I’m back in England after travelling from Italy by railway, because I have been forbidden to fly in case the altitude affects my wobbly brain. It was rather a complicated train journey, involving changes in Florence, Milan and Paris, but rather exciting. Florence looked wonderful, as did Paris, and, perhaps because of my brain damage, even Milan seemed rather beautiful. Only London appeared dull and drab on arrival. The other excitement was that I travelled as an invalid because of the brain haemorrhage suffered during my holiday in Tuscany. I can in fact walk perfectly well; but, thanks to the members of my family who had made meticulous preparations and accompanied me during the journey, I was met at every station by a man with a wheelchair and treated on every occasion with the greatest consideration. Even the French were exquisitely polite and attentive.

» Data extracts:
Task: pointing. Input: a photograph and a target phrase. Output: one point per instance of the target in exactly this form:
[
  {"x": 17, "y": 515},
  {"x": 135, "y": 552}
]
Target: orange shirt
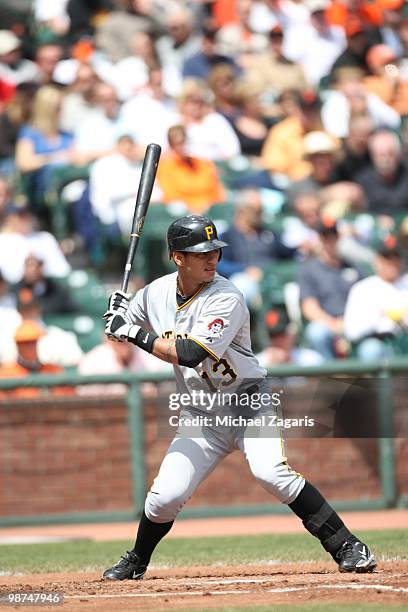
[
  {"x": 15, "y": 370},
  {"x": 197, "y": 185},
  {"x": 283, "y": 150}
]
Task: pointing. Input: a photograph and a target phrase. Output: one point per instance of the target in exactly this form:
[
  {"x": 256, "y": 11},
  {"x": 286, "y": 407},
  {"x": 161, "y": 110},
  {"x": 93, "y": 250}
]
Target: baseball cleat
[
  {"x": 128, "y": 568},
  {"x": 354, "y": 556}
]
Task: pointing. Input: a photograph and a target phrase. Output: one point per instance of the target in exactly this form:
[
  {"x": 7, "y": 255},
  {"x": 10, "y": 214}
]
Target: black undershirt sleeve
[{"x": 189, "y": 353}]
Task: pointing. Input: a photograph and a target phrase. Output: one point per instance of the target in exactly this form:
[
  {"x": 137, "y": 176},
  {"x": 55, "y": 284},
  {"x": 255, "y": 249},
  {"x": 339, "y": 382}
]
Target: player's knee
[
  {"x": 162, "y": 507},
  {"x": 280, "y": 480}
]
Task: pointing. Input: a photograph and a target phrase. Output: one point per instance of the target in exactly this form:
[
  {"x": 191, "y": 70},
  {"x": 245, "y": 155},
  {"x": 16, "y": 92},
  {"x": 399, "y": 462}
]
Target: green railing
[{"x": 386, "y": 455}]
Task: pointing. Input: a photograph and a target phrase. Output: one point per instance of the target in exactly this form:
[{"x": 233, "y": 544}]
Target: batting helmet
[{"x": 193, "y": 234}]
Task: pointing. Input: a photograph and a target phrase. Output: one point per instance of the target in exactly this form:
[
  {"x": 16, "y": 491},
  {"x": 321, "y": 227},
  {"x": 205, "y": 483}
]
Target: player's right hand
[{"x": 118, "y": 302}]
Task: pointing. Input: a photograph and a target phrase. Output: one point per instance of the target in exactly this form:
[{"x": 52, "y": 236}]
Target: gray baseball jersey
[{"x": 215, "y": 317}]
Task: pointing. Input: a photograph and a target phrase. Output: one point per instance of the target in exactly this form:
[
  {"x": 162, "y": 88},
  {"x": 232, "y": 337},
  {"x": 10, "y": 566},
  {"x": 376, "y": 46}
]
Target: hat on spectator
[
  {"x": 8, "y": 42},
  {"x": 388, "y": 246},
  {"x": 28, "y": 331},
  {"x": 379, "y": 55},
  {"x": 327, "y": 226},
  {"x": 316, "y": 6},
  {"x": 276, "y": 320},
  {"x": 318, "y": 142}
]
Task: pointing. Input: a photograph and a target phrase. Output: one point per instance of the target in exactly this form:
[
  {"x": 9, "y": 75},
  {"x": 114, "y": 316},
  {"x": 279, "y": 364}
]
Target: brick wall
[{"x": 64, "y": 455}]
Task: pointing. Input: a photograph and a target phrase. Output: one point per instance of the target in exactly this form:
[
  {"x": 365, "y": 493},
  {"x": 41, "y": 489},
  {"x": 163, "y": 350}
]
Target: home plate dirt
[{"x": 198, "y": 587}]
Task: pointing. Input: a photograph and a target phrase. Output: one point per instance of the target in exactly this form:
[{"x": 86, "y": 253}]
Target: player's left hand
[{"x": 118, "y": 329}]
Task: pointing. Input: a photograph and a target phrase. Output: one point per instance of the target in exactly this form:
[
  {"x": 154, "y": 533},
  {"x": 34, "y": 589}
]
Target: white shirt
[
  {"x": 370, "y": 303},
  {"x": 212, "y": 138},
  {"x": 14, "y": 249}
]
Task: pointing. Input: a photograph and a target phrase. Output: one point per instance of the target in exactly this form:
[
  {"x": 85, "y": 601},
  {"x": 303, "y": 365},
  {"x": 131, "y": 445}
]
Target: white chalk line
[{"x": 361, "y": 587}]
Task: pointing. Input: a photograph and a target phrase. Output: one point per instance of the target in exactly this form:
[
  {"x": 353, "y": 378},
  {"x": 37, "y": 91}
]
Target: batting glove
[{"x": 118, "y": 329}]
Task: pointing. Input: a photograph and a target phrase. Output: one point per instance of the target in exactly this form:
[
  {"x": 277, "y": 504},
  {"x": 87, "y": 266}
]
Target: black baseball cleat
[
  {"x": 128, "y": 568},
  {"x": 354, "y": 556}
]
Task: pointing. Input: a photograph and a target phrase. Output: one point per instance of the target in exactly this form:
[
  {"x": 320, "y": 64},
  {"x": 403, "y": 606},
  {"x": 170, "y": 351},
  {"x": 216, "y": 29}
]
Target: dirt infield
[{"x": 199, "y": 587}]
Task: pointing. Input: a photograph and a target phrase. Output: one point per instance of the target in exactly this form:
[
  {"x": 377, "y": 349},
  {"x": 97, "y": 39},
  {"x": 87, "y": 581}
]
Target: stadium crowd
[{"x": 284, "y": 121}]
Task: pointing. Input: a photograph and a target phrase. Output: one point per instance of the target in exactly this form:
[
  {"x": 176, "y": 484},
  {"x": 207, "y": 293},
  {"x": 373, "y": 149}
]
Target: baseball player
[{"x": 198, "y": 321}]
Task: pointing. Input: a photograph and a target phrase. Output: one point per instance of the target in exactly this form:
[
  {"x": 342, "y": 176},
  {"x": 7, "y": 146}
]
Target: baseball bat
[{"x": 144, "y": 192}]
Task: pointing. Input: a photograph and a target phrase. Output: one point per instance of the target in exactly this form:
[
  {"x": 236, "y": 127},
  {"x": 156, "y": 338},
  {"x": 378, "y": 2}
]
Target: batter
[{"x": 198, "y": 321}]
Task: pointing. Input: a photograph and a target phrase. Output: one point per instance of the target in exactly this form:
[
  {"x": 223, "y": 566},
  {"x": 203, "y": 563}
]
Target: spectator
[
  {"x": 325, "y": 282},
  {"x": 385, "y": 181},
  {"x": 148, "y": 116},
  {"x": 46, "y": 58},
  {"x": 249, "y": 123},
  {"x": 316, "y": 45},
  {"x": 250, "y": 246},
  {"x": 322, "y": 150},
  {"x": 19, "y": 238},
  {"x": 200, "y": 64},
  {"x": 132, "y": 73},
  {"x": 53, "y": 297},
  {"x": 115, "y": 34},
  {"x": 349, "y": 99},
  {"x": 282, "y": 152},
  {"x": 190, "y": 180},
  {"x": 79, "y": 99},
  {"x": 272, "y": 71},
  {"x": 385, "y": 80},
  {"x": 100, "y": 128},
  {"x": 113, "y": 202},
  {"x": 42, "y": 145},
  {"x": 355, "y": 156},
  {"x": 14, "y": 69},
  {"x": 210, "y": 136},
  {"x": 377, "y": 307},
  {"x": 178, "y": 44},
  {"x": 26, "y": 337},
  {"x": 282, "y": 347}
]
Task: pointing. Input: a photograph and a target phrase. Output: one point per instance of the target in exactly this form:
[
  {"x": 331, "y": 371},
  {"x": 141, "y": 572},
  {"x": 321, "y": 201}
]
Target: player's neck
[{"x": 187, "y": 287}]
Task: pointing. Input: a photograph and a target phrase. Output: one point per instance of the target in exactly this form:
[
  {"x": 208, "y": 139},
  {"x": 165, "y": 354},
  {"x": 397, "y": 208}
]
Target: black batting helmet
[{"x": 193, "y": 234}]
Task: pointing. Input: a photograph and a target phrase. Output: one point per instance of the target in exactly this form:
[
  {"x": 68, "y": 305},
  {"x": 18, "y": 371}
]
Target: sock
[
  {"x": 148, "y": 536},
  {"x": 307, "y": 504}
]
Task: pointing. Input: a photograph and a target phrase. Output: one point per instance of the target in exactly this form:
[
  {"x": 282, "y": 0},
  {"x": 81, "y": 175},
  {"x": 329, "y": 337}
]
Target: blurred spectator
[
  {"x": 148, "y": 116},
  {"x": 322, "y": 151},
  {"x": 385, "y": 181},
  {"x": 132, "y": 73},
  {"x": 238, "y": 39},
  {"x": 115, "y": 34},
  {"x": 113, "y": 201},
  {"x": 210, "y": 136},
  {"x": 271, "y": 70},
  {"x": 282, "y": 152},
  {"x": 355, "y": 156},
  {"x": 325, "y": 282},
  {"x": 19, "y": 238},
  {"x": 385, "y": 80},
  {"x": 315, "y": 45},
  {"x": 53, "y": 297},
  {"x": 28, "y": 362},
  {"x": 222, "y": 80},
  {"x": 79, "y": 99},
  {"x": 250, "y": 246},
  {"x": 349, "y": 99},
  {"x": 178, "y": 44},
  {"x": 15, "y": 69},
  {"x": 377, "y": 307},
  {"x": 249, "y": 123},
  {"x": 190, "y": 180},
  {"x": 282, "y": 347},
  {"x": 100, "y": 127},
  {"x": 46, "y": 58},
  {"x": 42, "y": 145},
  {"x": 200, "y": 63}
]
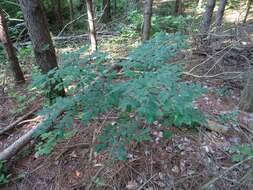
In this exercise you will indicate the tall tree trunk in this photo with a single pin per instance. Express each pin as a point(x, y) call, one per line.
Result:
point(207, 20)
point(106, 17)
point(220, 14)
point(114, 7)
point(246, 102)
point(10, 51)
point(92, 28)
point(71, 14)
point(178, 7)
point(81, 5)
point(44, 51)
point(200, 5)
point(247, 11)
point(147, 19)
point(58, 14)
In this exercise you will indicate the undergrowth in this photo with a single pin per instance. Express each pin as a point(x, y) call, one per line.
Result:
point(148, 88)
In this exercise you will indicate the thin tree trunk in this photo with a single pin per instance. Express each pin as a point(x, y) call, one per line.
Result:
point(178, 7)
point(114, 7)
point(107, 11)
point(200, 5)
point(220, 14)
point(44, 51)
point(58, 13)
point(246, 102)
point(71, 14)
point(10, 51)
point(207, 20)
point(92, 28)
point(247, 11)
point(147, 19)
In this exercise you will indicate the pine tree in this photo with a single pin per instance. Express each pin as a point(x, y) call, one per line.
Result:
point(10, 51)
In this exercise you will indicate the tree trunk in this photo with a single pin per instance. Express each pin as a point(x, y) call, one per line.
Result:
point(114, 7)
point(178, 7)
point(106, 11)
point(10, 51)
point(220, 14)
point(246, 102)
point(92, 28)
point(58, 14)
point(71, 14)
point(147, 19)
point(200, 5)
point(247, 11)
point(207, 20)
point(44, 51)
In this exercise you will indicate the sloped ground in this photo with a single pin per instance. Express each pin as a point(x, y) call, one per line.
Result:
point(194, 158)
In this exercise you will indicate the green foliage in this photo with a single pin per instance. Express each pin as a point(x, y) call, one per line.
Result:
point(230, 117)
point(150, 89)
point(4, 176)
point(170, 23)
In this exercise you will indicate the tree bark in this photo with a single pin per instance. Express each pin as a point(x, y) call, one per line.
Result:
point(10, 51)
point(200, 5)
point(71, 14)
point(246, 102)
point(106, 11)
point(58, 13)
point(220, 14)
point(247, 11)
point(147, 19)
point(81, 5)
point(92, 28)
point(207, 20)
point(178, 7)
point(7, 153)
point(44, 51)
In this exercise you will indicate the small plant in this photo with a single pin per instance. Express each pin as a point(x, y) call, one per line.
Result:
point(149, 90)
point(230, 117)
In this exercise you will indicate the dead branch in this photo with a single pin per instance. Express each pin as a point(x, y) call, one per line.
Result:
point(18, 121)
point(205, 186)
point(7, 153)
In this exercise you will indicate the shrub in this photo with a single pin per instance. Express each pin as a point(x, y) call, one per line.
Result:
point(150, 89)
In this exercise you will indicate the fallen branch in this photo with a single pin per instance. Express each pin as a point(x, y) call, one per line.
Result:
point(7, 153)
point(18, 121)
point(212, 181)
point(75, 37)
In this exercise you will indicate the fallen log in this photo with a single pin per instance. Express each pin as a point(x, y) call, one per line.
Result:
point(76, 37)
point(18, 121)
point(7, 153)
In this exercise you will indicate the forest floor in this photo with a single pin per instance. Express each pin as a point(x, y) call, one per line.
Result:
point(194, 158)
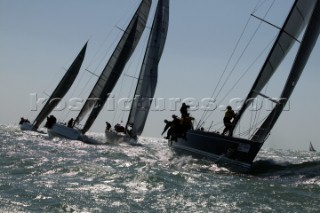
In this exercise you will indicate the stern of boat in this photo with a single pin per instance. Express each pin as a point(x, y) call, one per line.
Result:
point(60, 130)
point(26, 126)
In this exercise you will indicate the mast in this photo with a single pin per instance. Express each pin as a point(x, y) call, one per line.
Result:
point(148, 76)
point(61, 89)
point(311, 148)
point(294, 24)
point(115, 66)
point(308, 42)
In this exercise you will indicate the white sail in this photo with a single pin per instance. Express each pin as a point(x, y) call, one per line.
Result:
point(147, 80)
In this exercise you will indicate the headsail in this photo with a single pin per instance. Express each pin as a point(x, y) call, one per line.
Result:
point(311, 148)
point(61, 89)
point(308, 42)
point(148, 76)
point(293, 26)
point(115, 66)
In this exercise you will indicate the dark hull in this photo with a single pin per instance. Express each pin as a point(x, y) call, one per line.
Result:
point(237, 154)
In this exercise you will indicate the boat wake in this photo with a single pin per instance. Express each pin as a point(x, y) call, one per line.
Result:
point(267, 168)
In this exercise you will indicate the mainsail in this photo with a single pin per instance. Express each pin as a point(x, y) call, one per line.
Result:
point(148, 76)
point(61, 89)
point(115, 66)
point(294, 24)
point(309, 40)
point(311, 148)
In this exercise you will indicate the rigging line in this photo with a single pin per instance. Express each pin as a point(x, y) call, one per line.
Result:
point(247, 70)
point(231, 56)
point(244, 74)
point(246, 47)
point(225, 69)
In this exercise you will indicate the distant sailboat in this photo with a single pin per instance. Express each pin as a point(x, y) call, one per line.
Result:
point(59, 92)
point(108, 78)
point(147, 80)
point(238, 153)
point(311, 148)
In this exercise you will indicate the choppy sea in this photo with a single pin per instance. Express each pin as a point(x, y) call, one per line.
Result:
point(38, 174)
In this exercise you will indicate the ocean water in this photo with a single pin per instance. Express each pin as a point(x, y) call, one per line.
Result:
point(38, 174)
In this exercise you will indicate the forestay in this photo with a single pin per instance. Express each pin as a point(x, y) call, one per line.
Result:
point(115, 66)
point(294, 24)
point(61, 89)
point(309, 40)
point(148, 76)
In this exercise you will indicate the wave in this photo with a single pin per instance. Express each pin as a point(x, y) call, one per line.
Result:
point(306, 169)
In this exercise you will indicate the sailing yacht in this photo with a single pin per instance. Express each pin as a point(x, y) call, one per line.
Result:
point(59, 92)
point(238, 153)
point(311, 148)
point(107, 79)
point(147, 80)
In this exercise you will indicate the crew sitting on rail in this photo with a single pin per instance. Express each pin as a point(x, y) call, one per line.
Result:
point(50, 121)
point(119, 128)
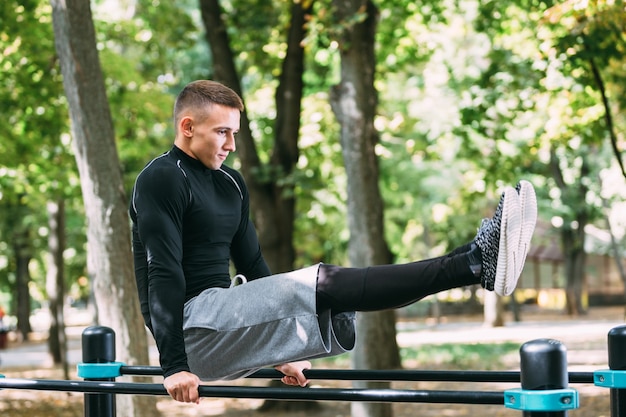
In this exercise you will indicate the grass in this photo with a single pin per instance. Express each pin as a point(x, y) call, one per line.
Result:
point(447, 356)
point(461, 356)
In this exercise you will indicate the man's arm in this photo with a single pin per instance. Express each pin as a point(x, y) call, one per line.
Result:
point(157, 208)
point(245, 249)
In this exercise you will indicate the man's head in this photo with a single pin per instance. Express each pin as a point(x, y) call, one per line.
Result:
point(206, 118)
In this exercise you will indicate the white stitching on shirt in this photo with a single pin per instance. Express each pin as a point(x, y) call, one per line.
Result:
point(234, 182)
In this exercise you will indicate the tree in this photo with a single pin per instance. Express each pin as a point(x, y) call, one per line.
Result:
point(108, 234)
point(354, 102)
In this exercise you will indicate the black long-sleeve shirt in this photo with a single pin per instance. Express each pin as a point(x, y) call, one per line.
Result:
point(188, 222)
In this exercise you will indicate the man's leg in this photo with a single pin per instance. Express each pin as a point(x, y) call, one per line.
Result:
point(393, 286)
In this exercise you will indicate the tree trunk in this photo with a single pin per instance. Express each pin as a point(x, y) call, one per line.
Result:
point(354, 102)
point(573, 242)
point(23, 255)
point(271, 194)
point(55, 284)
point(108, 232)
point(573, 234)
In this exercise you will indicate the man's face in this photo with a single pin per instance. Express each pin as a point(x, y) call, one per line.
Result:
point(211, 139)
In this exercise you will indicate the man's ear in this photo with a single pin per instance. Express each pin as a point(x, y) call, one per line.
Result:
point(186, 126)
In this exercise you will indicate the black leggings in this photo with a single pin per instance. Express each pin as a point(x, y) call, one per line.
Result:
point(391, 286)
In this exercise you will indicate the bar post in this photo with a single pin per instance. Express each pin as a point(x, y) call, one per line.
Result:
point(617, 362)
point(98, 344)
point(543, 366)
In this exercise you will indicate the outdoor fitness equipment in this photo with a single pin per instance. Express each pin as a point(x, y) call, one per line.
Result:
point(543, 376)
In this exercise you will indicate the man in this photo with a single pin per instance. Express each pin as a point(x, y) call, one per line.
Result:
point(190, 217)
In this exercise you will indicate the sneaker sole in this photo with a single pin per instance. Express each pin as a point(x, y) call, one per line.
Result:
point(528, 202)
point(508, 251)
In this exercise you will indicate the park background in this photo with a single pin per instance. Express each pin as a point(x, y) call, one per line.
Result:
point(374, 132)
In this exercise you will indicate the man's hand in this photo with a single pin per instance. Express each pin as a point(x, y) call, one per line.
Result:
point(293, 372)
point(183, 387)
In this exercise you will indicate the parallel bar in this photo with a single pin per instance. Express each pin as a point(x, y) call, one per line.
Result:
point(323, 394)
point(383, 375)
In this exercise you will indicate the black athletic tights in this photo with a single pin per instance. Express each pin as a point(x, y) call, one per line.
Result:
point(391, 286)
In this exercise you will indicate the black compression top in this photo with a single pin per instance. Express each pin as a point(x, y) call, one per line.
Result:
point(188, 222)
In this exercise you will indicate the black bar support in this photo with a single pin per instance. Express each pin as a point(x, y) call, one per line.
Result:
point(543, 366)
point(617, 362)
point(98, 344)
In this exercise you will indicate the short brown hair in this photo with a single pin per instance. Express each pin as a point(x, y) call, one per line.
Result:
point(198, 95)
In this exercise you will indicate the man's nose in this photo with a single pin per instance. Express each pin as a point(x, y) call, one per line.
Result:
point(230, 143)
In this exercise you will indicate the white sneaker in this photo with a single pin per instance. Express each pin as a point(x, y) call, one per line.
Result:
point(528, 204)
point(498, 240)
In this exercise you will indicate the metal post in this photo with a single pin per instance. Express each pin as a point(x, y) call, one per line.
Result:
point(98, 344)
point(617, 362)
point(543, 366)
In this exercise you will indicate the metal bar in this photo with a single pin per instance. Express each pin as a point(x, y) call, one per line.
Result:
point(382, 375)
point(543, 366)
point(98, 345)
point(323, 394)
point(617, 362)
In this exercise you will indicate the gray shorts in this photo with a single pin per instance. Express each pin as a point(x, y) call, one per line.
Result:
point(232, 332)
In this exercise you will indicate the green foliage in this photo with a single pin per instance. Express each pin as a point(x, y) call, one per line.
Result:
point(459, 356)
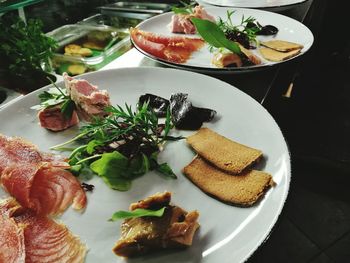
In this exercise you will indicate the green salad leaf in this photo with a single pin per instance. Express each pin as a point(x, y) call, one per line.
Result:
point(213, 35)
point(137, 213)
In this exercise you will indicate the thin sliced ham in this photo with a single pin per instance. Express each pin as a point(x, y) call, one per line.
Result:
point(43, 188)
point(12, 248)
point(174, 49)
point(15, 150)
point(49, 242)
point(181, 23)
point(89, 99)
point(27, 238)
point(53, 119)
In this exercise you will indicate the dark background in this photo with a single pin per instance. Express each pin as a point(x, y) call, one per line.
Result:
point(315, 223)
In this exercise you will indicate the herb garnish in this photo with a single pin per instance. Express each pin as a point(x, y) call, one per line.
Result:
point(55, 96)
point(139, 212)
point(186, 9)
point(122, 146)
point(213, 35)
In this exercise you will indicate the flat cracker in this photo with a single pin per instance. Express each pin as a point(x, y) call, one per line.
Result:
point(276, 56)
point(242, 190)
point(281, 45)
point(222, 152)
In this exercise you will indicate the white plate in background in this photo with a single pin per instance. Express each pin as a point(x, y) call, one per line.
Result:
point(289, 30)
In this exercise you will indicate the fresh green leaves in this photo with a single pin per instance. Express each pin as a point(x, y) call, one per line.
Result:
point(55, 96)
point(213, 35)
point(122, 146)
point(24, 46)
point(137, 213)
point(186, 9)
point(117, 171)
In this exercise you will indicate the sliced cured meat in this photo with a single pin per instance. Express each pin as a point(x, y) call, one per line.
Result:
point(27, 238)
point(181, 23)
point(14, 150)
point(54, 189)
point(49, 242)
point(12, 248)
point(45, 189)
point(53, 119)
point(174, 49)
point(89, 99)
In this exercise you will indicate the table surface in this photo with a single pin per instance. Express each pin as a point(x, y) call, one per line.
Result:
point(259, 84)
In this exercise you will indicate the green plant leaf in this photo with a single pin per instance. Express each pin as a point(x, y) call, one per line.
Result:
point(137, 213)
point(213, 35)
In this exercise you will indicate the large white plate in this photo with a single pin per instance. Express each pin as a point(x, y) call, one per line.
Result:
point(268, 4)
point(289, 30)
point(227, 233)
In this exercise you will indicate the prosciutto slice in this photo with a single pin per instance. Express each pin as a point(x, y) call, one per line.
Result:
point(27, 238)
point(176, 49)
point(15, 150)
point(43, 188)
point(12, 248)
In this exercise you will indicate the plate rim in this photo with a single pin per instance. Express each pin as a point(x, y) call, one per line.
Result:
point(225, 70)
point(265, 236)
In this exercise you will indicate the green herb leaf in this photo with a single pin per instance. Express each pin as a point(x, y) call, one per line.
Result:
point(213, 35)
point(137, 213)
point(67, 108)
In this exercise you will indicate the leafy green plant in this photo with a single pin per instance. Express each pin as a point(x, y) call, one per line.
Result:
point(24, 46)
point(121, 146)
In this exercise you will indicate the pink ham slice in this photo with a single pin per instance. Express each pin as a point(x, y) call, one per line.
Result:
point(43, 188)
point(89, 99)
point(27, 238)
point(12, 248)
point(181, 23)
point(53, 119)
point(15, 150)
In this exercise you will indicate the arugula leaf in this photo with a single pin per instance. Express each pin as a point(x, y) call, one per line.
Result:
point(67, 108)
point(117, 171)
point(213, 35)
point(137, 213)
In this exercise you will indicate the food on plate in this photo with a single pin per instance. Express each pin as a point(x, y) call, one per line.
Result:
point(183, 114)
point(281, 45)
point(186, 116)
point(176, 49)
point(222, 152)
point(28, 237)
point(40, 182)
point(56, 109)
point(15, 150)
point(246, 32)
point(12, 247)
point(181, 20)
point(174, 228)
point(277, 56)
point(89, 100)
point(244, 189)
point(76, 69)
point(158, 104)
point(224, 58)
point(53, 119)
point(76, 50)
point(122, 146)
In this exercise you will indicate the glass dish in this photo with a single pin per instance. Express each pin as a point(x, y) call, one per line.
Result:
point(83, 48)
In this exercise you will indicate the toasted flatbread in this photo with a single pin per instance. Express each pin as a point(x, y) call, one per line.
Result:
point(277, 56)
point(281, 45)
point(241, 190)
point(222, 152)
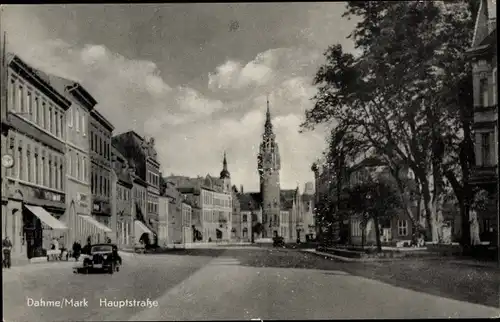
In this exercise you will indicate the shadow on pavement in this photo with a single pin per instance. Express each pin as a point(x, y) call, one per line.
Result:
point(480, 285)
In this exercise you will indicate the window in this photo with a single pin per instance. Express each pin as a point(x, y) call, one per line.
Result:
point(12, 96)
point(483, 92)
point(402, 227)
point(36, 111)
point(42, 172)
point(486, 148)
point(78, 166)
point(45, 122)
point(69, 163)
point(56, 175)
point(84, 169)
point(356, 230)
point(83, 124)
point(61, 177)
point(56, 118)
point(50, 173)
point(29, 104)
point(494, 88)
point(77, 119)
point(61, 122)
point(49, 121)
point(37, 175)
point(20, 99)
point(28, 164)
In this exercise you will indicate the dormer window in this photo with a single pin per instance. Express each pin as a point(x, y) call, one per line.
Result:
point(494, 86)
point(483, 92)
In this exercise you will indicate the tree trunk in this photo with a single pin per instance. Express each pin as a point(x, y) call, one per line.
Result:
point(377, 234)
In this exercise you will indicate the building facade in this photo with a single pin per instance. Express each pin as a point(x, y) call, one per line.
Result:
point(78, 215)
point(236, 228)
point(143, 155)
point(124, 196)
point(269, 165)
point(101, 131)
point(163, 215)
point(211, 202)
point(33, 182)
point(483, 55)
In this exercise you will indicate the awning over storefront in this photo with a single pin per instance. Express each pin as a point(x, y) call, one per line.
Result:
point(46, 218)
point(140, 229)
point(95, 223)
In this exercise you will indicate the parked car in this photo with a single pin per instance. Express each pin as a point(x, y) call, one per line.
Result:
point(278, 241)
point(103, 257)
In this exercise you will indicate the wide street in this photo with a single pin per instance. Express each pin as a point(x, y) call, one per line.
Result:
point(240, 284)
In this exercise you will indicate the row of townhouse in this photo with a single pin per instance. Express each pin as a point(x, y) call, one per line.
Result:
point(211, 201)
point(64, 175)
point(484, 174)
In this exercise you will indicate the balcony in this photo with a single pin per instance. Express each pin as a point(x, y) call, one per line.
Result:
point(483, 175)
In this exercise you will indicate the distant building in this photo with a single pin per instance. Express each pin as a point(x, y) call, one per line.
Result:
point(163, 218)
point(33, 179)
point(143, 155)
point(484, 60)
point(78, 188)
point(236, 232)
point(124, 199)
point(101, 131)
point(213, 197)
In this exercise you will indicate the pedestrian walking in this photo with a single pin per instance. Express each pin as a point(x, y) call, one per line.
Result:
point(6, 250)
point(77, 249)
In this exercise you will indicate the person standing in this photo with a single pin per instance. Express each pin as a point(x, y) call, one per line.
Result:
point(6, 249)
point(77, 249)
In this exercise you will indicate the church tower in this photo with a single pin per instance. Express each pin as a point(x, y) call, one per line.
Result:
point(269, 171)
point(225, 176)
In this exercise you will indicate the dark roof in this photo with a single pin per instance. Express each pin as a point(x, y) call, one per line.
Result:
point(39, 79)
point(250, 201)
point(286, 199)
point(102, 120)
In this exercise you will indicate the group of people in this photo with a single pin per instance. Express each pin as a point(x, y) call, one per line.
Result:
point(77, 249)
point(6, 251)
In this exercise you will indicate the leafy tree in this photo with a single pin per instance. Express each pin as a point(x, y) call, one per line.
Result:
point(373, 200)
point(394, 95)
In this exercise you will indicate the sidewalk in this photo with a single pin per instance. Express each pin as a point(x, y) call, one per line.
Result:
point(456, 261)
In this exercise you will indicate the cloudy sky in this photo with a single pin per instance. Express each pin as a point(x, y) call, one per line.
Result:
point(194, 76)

» Task to complete: Copy the stretch of the rail-journey passage from "I’m back in" through "polite and attentive.". Work from the rail-journey passage alone.

» Task result:
I’m back in England after travelling from Italy by railway, because I have been forbidden to fly in case the altitude affects my wobbly brain. It was rather a complicated train journey, involving changes in Florence, Milan and Paris, but rather exciting. Florence looked wonderful, as did Paris, and, perhaps because of my brain damage, even Milan seemed rather beautiful. Only London appeared dull and drab on arrival. The other excitement was that I travelled as an invalid because of the brain haemorrhage suffered during my holiday in Tuscany. I can in fact walk perfectly well; but, thanks to the members of my family who had made meticulous preparations and accompanied me during the journey, I was met at every station by a man with a wheelchair and treated on every occasion with the greatest consideration. Even the French were exquisitely polite and attentive.